# [Exercise objective]
Retype all of the data exactly as given.

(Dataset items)
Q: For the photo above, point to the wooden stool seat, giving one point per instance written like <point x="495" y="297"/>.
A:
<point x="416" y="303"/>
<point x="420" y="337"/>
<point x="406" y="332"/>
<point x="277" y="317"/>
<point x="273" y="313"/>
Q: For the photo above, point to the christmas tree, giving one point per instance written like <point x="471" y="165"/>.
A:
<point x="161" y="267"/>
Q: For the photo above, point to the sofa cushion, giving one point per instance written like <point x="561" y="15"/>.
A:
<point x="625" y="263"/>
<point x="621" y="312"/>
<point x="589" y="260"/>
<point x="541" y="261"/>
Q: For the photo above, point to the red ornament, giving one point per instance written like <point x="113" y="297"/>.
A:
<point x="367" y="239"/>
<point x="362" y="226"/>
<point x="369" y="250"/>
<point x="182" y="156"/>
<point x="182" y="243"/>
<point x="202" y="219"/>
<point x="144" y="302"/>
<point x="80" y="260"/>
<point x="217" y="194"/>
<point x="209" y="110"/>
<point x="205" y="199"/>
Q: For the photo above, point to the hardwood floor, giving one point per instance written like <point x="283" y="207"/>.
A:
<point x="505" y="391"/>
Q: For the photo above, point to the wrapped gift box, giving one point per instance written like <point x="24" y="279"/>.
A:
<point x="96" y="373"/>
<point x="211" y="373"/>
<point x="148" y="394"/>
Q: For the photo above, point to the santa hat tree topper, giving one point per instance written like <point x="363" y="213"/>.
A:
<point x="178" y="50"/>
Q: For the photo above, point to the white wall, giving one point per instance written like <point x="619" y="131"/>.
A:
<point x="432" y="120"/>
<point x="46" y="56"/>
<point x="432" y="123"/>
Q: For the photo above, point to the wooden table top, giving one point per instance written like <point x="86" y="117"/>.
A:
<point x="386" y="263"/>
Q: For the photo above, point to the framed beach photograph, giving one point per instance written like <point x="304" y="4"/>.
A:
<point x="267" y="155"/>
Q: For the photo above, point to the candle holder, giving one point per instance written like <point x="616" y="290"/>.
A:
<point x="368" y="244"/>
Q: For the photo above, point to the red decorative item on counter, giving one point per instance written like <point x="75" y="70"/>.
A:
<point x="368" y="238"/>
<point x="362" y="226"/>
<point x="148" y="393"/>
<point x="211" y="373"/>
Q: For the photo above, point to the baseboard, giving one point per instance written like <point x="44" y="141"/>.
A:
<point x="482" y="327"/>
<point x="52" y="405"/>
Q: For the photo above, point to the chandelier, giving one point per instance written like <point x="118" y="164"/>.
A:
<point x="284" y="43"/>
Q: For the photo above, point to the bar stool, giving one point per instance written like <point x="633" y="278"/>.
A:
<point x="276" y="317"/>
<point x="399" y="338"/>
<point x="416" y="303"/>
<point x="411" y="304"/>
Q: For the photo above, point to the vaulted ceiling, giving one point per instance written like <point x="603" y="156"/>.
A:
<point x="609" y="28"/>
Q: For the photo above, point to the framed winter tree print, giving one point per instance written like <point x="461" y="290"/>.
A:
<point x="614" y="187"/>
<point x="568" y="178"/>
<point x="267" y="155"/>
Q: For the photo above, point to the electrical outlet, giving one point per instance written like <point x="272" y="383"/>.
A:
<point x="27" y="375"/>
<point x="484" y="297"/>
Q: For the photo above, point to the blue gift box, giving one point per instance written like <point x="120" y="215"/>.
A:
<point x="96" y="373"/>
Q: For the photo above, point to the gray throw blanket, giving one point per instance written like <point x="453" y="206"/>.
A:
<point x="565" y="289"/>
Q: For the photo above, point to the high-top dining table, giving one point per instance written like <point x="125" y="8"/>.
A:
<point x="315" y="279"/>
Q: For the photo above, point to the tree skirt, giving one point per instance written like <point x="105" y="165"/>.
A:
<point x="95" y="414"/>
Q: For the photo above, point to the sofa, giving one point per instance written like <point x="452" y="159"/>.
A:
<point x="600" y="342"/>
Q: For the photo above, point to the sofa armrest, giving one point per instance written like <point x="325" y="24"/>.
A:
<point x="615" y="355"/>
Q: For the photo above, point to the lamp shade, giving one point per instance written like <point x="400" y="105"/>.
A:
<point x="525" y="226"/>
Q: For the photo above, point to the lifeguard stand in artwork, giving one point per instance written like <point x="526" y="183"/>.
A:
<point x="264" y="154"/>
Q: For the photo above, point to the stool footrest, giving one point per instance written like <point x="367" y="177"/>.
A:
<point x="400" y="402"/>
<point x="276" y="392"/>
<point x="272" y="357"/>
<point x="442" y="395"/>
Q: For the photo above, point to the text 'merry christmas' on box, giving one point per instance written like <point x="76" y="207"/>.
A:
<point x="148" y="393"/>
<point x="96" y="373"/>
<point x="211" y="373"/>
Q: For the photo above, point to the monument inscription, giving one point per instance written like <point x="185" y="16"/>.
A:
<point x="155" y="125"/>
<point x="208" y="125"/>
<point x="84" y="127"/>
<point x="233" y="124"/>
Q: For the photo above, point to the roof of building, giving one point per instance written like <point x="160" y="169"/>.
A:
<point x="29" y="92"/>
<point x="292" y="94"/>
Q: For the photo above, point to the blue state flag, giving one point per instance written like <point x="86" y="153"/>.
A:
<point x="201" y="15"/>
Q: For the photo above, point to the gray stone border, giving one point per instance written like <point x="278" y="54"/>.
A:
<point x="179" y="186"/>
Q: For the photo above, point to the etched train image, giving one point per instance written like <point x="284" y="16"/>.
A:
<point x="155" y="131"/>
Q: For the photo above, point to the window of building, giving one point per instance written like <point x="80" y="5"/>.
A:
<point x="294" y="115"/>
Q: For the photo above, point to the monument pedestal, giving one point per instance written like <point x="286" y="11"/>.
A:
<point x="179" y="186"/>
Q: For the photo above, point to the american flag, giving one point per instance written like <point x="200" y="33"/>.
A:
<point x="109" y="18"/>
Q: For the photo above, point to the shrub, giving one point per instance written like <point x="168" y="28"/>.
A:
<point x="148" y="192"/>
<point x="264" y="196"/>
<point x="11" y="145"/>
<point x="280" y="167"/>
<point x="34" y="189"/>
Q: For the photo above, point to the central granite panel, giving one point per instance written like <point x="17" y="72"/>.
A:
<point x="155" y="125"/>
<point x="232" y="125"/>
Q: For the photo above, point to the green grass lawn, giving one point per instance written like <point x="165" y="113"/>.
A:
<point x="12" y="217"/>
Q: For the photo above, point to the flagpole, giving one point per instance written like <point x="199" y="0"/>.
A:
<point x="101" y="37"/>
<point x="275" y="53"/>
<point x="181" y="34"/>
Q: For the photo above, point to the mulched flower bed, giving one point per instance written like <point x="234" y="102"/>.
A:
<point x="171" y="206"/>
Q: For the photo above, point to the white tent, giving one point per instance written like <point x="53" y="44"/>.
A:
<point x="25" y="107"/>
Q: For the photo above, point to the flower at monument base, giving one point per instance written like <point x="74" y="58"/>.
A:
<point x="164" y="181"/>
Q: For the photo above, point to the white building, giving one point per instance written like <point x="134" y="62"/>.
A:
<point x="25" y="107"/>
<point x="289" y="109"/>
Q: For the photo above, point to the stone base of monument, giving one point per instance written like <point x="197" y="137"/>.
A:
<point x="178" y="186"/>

# [Written reply]
Q: For the photo above, point to the wooden stool seat, giving one point per instance written like <point x="495" y="297"/>.
A:
<point x="416" y="303"/>
<point x="420" y="337"/>
<point x="406" y="332"/>
<point x="277" y="317"/>
<point x="273" y="313"/>
Q: For the photo above, point to the christmas tree, giving one point per instance written like <point x="471" y="165"/>.
A:
<point x="161" y="267"/>
Q: For the photo above, point to the sofa cushion, giving one point per instance written like <point x="561" y="15"/>.
A:
<point x="625" y="263"/>
<point x="621" y="312"/>
<point x="589" y="260"/>
<point x="541" y="261"/>
Q: For the photo above, point to the red ornament, giving one point per instance written like <point x="113" y="297"/>.
A:
<point x="367" y="239"/>
<point x="362" y="226"/>
<point x="369" y="250"/>
<point x="182" y="156"/>
<point x="182" y="243"/>
<point x="202" y="219"/>
<point x="144" y="302"/>
<point x="80" y="260"/>
<point x="217" y="194"/>
<point x="209" y="110"/>
<point x="205" y="199"/>
Q: For the photo above, point to the hardwood floor, giving one point per instance written like <point x="283" y="207"/>.
A:
<point x="505" y="391"/>
Q: For the photo above, point to the wrapped gift box, giving one point per instance written like <point x="24" y="279"/>.
A:
<point x="96" y="373"/>
<point x="211" y="373"/>
<point x="148" y="394"/>
Q: For the photo above, point to the santa hat tree topper, giving one point per instance written like <point x="363" y="213"/>.
A:
<point x="178" y="50"/>
Q: For the photo above, point to the white wall, giving one point per instance written like <point x="619" y="131"/>.
A:
<point x="432" y="120"/>
<point x="46" y="56"/>
<point x="432" y="123"/>
Q: For the photo above, point to the wooden table top, giving one point per instance written like <point x="86" y="117"/>.
A:
<point x="386" y="263"/>
Q: For the photo above, point to the framed beach photograph, giving one point per instance written like <point x="304" y="4"/>.
A:
<point x="267" y="155"/>
Q: For the photo above, point to the candle holder, giving one point per instance written like <point x="616" y="290"/>.
A:
<point x="368" y="244"/>
Q: For the photo above, point to the red decorative item on counter, giving one point per instance written like <point x="75" y="70"/>.
A:
<point x="368" y="238"/>
<point x="362" y="226"/>
<point x="148" y="393"/>
<point x="211" y="373"/>
Q: For the photo above, point to the baseboard, giving one point per instance written like <point x="44" y="141"/>.
A:
<point x="482" y="327"/>
<point x="52" y="405"/>
Q: For the photo above, point to the chandelier, giving one point per instance written like <point x="118" y="164"/>.
A:
<point x="284" y="43"/>
Q: For the photo above, point to the bar stool, giving one point per instance written like <point x="633" y="278"/>.
A:
<point x="276" y="317"/>
<point x="399" y="338"/>
<point x="416" y="303"/>
<point x="411" y="304"/>
Q: For the photo above, point to the vaulted ceiling, giving one point per instance written like <point x="603" y="156"/>.
A:
<point x="609" y="28"/>
Q: For the photo above, point to the framed winter tree print, giving one point per instance written like <point x="461" y="290"/>.
A:
<point x="614" y="187"/>
<point x="568" y="178"/>
<point x="267" y="155"/>
Q: For the photo above, point to the electrical outlet, giving one point per instance written like <point x="272" y="383"/>.
A:
<point x="27" y="375"/>
<point x="484" y="297"/>
Q: For the photo above, point to the blue gift box, giving one point per instance written like <point x="120" y="215"/>.
A:
<point x="96" y="373"/>
Q: For the photo above, point to the gray throw blanket, giving one point per instance written like <point x="453" y="206"/>.
A:
<point x="565" y="289"/>
Q: For the photo above, point to the high-top dining table, giving one point per instance written like <point x="125" y="8"/>.
A:
<point x="315" y="279"/>
Q: For the photo above, point to the tree skirt, giving one point per instance written like <point x="105" y="165"/>.
A:
<point x="95" y="414"/>
Q: For the photo above, point to the sofa, giving one point per instance written like <point x="452" y="159"/>.
A:
<point x="600" y="342"/>
Q: For the photo above, point to the sofa armrest, giving one point per instance written like <point x="325" y="24"/>.
A:
<point x="615" y="355"/>
Q: For the photo above, point to the lamp shade, giving one point per instance written like <point x="400" y="105"/>.
A:
<point x="525" y="226"/>
Q: For the photo above, point to the lifeguard stand in artwork, giving one point per instance written like <point x="526" y="183"/>.
A:
<point x="264" y="154"/>
Q: For the photo above, point to the stool footrest, giving one point per instance written like <point x="367" y="177"/>.
A:
<point x="400" y="402"/>
<point x="276" y="392"/>
<point x="272" y="357"/>
<point x="442" y="395"/>
Q: For the photo above, point to the text 'merry christmas' on box, giving one point per instance written like <point x="76" y="207"/>.
A:
<point x="148" y="393"/>
<point x="96" y="373"/>
<point x="211" y="373"/>
Q: For the photo above, point to the monument inscription, giving one point per instance written like <point x="185" y="16"/>.
A:
<point x="155" y="125"/>
<point x="208" y="125"/>
<point x="84" y="127"/>
<point x="233" y="124"/>
Q: For the photo above, point to the roof of building, giving one point per instance written like <point x="160" y="169"/>.
A:
<point x="29" y="92"/>
<point x="292" y="94"/>
Q: For the photo above, point to the blue state flag, giving one point per instance written like <point x="86" y="153"/>.
A:
<point x="201" y="15"/>
Q: For the photo above, point to the gray stone border, giving one point per instance written like <point x="278" y="54"/>.
A:
<point x="179" y="186"/>
Q: For the photo above, point to the etched train image, giving one point per instance written like <point x="284" y="16"/>.
A:
<point x="155" y="131"/>
Q: For the photo above, point to the window of building, giving one point per instance written like <point x="80" y="5"/>.
A:
<point x="294" y="115"/>
Q: For the photo above, point to the monument pedestal, giving one point per instance written like <point x="286" y="11"/>.
A:
<point x="179" y="186"/>
Q: For the photo above, point to the american flag, giving one point per instance written like <point x="200" y="33"/>.
A:
<point x="109" y="18"/>
Q: For the photo above, point to the shrub, giving one point per instance written like <point x="168" y="28"/>.
A:
<point x="148" y="192"/>
<point x="264" y="196"/>
<point x="11" y="145"/>
<point x="280" y="167"/>
<point x="34" y="189"/>
Q: For the photo above, point to the central granite panel, giving one point per instance written like <point x="17" y="72"/>.
A:
<point x="155" y="125"/>
<point x="232" y="125"/>
Q: For the photo above, point to the green grass lawn, giving one point per instance written like <point x="165" y="113"/>.
A:
<point x="12" y="217"/>
Q: For the photo above, point to the flagpole, giving one point per instance written like <point x="199" y="0"/>.
A:
<point x="101" y="37"/>
<point x="275" y="53"/>
<point x="181" y="34"/>
Q: For the photo above, point to the mulched flower bed, giving one point per instance written like <point x="234" y="102"/>.
A:
<point x="171" y="206"/>
Q: For the photo above, point to the white tent, giving one point per instance written like <point x="53" y="44"/>.
A:
<point x="25" y="107"/>
Q: For the photo above, point to the flower at monument base, giving one point per instance written like <point x="74" y="58"/>.
A:
<point x="164" y="181"/>
Q: For the photo above, point to the white building, giving one point per instance written like <point x="134" y="62"/>.
A:
<point x="25" y="107"/>
<point x="289" y="109"/>
Q: For the photo above, point to the stone base of monument, giving one point per instance written like <point x="197" y="137"/>.
A:
<point x="178" y="186"/>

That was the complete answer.